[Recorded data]

=== Begin Enclosure ===

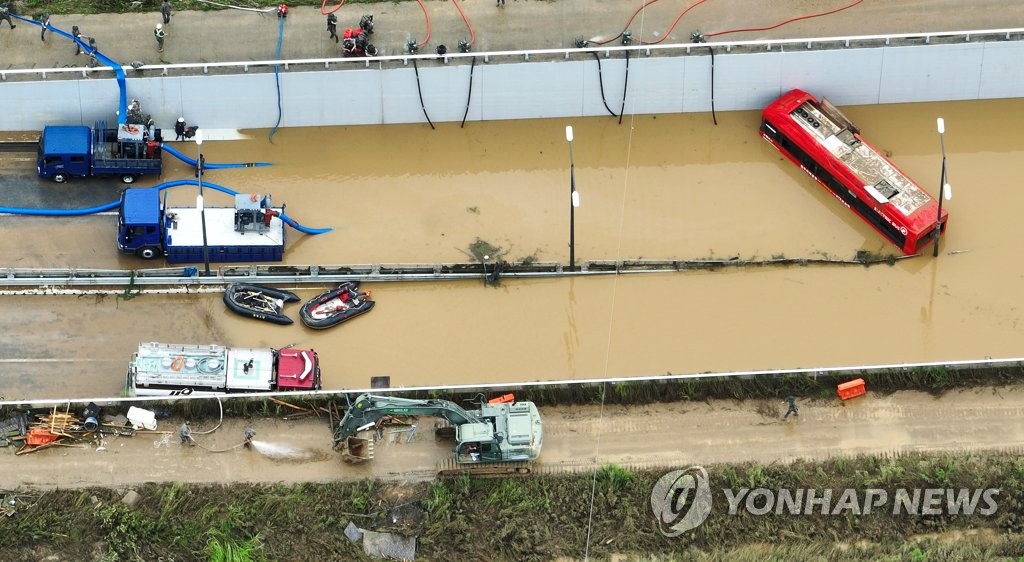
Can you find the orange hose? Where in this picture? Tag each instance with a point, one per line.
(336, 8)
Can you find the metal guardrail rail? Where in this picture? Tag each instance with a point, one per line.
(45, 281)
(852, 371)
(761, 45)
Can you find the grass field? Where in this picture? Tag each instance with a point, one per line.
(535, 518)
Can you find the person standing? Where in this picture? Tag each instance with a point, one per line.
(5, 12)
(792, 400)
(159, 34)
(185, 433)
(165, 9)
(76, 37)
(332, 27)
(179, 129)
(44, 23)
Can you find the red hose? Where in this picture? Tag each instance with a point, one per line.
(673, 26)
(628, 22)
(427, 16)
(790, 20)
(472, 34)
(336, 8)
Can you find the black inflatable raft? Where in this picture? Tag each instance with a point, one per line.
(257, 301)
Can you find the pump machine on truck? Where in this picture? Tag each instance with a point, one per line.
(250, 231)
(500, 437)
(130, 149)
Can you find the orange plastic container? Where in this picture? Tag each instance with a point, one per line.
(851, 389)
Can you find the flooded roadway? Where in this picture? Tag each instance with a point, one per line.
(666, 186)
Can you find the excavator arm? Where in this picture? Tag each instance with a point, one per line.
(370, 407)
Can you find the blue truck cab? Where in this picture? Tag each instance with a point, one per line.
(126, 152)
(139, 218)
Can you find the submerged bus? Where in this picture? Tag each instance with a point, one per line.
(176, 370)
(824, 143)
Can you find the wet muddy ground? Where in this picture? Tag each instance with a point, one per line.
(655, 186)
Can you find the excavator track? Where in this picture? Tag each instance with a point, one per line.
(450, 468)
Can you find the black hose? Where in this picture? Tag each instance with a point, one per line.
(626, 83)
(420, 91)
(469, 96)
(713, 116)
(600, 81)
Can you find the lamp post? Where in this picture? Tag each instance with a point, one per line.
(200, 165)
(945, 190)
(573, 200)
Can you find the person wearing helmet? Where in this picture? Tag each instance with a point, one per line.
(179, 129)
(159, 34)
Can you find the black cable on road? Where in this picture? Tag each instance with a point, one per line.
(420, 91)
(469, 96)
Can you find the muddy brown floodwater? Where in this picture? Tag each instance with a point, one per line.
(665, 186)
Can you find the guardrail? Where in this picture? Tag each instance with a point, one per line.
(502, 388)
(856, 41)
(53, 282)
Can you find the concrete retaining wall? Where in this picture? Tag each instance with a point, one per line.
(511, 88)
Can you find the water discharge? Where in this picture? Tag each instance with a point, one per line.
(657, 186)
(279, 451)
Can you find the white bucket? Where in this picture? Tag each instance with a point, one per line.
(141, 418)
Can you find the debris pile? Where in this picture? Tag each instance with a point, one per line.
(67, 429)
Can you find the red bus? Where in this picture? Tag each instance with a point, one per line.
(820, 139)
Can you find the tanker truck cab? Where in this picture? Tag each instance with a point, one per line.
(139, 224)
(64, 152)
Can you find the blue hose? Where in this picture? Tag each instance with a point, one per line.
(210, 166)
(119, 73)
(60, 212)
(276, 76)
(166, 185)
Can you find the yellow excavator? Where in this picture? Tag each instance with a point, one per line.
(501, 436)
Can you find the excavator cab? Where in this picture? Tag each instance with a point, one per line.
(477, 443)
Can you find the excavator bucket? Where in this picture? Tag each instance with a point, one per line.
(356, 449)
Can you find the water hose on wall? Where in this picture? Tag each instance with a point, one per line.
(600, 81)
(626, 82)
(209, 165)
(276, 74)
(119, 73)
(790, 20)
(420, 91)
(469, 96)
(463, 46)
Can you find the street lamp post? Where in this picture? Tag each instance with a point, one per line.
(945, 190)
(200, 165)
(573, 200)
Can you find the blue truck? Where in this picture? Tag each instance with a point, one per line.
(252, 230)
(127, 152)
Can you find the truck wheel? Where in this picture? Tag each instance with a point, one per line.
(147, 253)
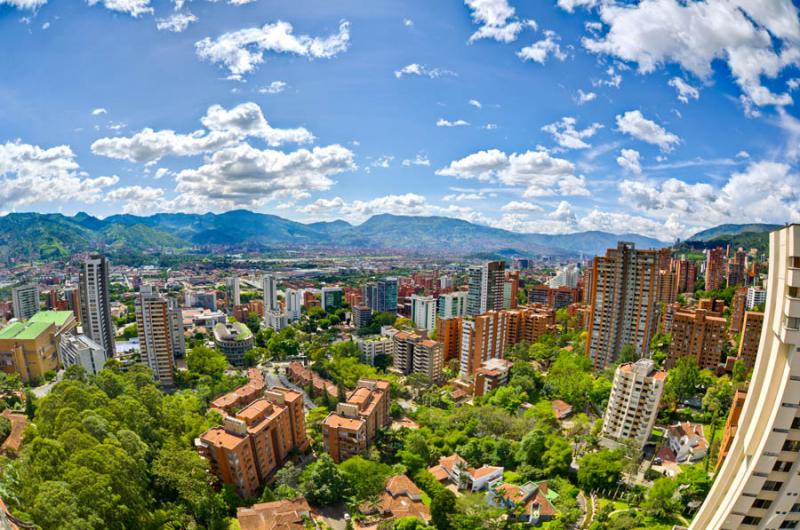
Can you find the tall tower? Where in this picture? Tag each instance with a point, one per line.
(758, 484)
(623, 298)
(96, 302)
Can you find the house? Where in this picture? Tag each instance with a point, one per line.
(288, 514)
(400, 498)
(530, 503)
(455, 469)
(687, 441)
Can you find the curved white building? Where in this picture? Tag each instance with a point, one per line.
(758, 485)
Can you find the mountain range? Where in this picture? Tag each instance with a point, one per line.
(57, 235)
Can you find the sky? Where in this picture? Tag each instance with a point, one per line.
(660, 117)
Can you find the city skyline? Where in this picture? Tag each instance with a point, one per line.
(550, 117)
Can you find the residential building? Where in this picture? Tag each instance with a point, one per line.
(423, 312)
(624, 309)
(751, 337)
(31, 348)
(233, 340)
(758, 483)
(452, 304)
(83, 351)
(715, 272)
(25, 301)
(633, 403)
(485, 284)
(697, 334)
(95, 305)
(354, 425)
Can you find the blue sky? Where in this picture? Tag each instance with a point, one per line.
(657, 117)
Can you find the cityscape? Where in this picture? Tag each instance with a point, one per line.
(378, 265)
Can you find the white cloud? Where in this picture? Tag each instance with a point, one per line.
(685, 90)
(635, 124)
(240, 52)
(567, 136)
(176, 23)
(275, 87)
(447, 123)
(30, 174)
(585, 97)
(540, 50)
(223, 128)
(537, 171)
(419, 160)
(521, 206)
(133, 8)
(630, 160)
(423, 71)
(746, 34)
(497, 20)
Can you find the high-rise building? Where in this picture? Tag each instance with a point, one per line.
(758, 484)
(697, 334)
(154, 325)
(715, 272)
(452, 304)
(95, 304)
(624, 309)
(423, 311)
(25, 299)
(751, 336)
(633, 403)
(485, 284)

=== End Enclosure ===

● Work instructions:
Your answer is the line containing "Can you find the high-rise" plus every line after it through the end of the entries, given again exactly and alone.

● Result of this exercise:
Can you find the high-rise building? Where in this picture? Tag each instance with a point, one per line.
(758, 484)
(697, 334)
(154, 325)
(715, 272)
(452, 304)
(95, 304)
(624, 309)
(423, 311)
(25, 299)
(751, 336)
(633, 403)
(485, 284)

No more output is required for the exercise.